* START Given text *

Since late Friday night, Georgia Tech student Simon Chow has been mulling over a problem Delta people think about all time – how can the travel experience be improved for customers?
It’s Saturday morning now, and Chow – after a long night of coding, coffee and a quick trip to Radio Shack – thinks he has the answer: Adding sensors to overhead bins.
“Right now, flight attendants and gate agents don’t have the visibility of when that space fills up, and when it does fill up there can be a hold up in the boarding process,” Chow said. “Our idea looks to change all of that. By linking sensors to a web-based dashboard, agents can see and plan better during that process.”
While Chow and his two teammates are the ambitious Tech students they seem to be, they’re not just doing this for fun.
He and more than 1,000 other students are participating in Georgia Tech’s third-annual “hackathon,” HackGT, to come up with cutting-edge solutions to corporate America’s trickiest problems. Delta, one of the event’s 30 sponsors, gave the students who flew in from universities all over the country 48 hours to “hack” – meaning, in this instance, solve problems by writing computer code – anything related to air travel, including improving airport and corporate traveler experience.
While Delta has no immediate plans to deploy concepts from the hackathon, it does give the airline access to a wealth of ideas. Meanwhile, the students get to interact with companies in the tech space and, if they win, add a unique and impressive item to their resume.
“Delta’s participation in HackGT was a natural fit due to our strong partnership with the university, through recruitment and The Hangar, Delta's Global Innovation Center,” said Leann Litschke, Director – IT. “We wanted to engage those who have a passion for coding and get their ideas in solving complex problems with a creative solution.” The Innovation Center team, made up of Nicole Jones, Global Innovation Leader, and Rachel Lei, Innovation Consultant, organized the airline’s involvement in the event.
Litschke said Tech’s hackathon also fits into IT’s efforts to recruit top professionals for the more than 100 new positions opening in the department.

* END Given text *
* START Extracted entries *

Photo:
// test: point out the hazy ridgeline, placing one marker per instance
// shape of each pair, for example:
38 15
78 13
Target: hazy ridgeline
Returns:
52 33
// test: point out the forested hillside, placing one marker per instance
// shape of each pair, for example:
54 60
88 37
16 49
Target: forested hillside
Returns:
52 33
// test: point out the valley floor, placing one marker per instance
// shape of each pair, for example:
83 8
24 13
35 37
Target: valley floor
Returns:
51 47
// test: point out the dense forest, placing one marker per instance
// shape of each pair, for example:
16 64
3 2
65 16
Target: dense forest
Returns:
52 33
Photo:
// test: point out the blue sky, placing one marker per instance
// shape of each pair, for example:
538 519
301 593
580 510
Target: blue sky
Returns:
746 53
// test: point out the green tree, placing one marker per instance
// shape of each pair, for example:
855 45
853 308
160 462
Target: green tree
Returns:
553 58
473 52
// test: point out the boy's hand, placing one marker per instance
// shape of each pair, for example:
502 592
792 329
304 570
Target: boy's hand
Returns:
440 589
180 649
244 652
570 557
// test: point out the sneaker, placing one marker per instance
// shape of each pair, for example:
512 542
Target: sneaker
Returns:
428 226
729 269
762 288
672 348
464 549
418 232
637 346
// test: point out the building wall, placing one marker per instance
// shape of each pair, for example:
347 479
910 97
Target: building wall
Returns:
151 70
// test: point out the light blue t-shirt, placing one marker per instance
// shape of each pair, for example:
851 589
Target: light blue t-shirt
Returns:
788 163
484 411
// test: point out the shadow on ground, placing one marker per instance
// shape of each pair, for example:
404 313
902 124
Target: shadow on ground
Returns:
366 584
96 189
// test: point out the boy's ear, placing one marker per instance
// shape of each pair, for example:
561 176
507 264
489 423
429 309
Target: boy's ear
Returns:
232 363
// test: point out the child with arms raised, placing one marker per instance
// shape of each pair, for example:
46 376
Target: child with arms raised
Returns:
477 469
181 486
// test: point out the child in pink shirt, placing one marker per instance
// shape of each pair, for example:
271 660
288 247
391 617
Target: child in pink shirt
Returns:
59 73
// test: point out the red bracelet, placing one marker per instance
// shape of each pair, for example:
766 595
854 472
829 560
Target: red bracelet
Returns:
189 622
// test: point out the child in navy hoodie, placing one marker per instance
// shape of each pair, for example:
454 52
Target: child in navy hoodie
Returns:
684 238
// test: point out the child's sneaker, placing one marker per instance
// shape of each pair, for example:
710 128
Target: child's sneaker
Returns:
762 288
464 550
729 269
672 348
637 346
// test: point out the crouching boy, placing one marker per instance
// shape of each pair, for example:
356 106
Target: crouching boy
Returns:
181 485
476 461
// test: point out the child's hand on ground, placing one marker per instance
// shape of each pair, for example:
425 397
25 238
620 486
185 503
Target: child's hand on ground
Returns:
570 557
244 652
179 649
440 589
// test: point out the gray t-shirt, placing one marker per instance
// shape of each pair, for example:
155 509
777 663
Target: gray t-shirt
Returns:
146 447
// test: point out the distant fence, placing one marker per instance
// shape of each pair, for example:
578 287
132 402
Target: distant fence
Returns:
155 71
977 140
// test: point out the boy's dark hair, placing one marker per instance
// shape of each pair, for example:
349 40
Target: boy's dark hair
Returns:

* END Extracted entries *

■ **Stated task A**:
Set down the passage of the HackGT article between "Since late Friday" and "to overhead bins.", inclusive.
■ **Stated task B**:
In the listing, write out again the lines between the one holding "boy, placing one marker per instance" and the end of the listing, inclusive, putting "dot" in place of "marker" and leaving everything else unchanged. Give only those lines.

■ **Task result A**:
Since late Friday night, Georgia Tech student Simon Chow has been mulling over a problem Delta people think about all time – how can the travel experience be improved for customers?
It’s Saturday morning now, and Chow – after a long night of coding, coffee and a quick trip to Radio Shack – thinks he has the answer: Adding sensors to overhead bins.

■ **Task result B**:
// test: point out the crouching boy, placing one dot per instance
// shape of each pair, for example:
356 106
Target: crouching boy
Returns:
181 485
476 461
// test: point out the child's hand on ground, placing one dot per instance
// shape of each pair, for example:
425 397
25 238
620 486
185 503
Target: child's hand on ground
Returns:
570 557
244 652
179 649
440 589
// test: point out the gray t-shirt, placing one dot per instance
// shape of each pair, for example:
155 509
777 663
Target: gray t-shirt
Returns:
146 447
// test: point out the distant fence, placing one dot per instance
// shape of each pair, for example:
578 287
132 402
Target: distant fence
Returns:
155 71
977 140
// test: point out the boy's dark hair, placing one dot per instance
// shape of each pair, for example:
349 40
Target: boy's dark hair
Returns:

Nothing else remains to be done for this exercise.